--- SOURCE PASSAGE ---

Mon, 29 Nov 2021

Jim Saccomano

Comparing the early years of the Denver Broncos with those of the Chargers (Los Angeles in 1960, then San Diego) is like comparing the poor house to the high-rent district.

The Chargers had Sid Gillman as their head coach, future Hall of Famer and father of the modern passing game. The Broncos did not.

The Chargers had a litany of star quarterbacks, wide receivers, passing routes and playoff games. The Broncos did not.

But the Broncos were trying desperately to keep up. Quite often this meant looking longingly to the Chargers roster and acquiring a castoff or spare part, someone considered expendable by Gillman.

The Broncos' first such acquisition was in 1966, the year before Lou Saban took over the moribund Denver franchise.

Denver signed free agent Tobin Rote as a backup quarterback to compete with Mickey Slaughter and John McCormick as our passers.

Unfortunately, Rote was well past his glory days, by what looked to be about 40 pounds, and he went just 3-of-8 as a Denver quarterback, with one interception.

Before he is dismissed by readers who understandably have never heard of him, please take note that once upon a time in pro football, Rote led the 1957 Detroit Lions to the National Football League championship and in 1963 quarterbacked the Chargers to the American Football League crown and won the AFL MVP award.

--- EXTRACTED RECORDS ---

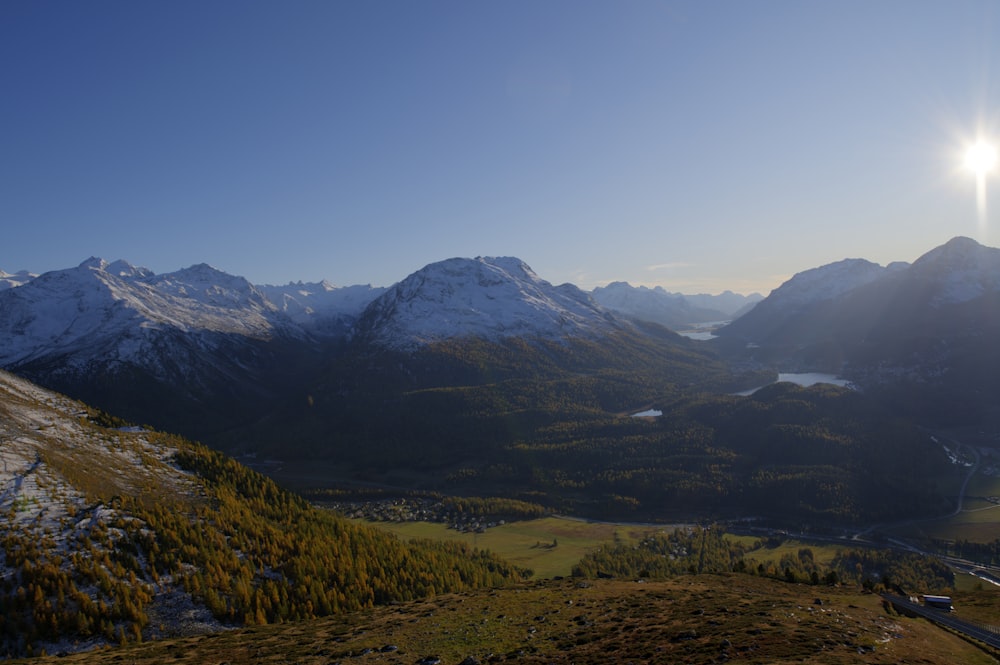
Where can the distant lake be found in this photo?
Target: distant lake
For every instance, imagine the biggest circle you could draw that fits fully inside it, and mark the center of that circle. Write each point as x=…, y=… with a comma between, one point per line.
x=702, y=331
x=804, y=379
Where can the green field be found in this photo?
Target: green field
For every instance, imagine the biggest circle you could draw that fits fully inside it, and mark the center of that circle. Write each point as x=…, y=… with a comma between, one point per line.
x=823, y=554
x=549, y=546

---
--- EXTRACTED RECORDS ---

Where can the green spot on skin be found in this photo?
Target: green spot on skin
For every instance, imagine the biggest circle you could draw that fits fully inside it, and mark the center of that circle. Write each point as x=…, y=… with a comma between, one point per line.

---

-- SET TASK 1 --
Reproduce the records verbatim, starting at the line that contains "Where can the distant" and ending after the line that contains "x=549, y=546".
-- SET TASK 2 --
Carry on the article about the early Broncos and Chargers from its final sentence.
These records bear no relation to the article on the early Broncos and Chargers.

-- ANSWER 1 --
Where can the distant lake be found in this photo?
Target: distant lake
For every instance, imagine the biggest circle you could draw that fits fully inside it, and mark the center of that circle. Write each point as x=…, y=… with a comma between, one point per line.
x=702, y=331
x=804, y=379
Where can the green field be found in this photo?
Target: green field
For every instance, imagine the biggest circle you could draw that fits fully inside it, and mark the center of that circle. Write each point as x=…, y=… with a comma between, one point per line.
x=823, y=554
x=549, y=546

-- ANSWER 2 --
Tobin Rote led teams to greatness, but time always wins, and he had nothing left when the Broncos rolled the dice on him.

The following year, as mentioned, Lou Saban took over with a 10-year contract as the Broncos' head coach and general manager.

Saban had won back-to-back titles in Buffalo and knew fully well that he could not win in Denver without a quarterback who had pedigree.

Saban went back to the Chargers well and immediately traded two first-round draft picks for Steve Tensi.

Now, fans might say that was a bad trade. But really, it was an absolutely great trade for one of the game's top quarterback prospects.

Tensi had quarterbacked one of the highest-scoring teams in college football at Florida State and capped his collegiate career with five touchdown passes in a Gator Bowl win over Oklahoma. He had been drafted by the Chargers and the Baltimore Colts, and considering the Colts already had a Hall of Fame quarterback under center in Johnny Unitas, he signed with San Diego.

Gillman announced that Tensi was their quarterback of the future, but that he would just watch and learn the pro game behind AFL All-Star John Hadl.

This was a great prospect, and everyone in the game salivated over Tensi, including Saban.

Hence, the trade, which was much ballyhooed nationally.

Then, Tensi got hurt. Again and again.

He was playing before perhaps the worst offensive line in football and he sustained a broken collarbone and just about everything else imaginable trying to lead the ragtag Broncos.

In one of the most disappointing trades in Broncos history, the once-promising career of Tensi produced just 32 starts in four seasons in Denver, 38 touchdown passes and 45 interceptions. It was actually remarkable that he was able to keep those two stats that close, considering the ferocious pass rush he was always under.

And so it went.

San Diego battled the Kansas City Chiefs and Oakland Raiders for Western Division supremacy, and Denver had the basement locked up.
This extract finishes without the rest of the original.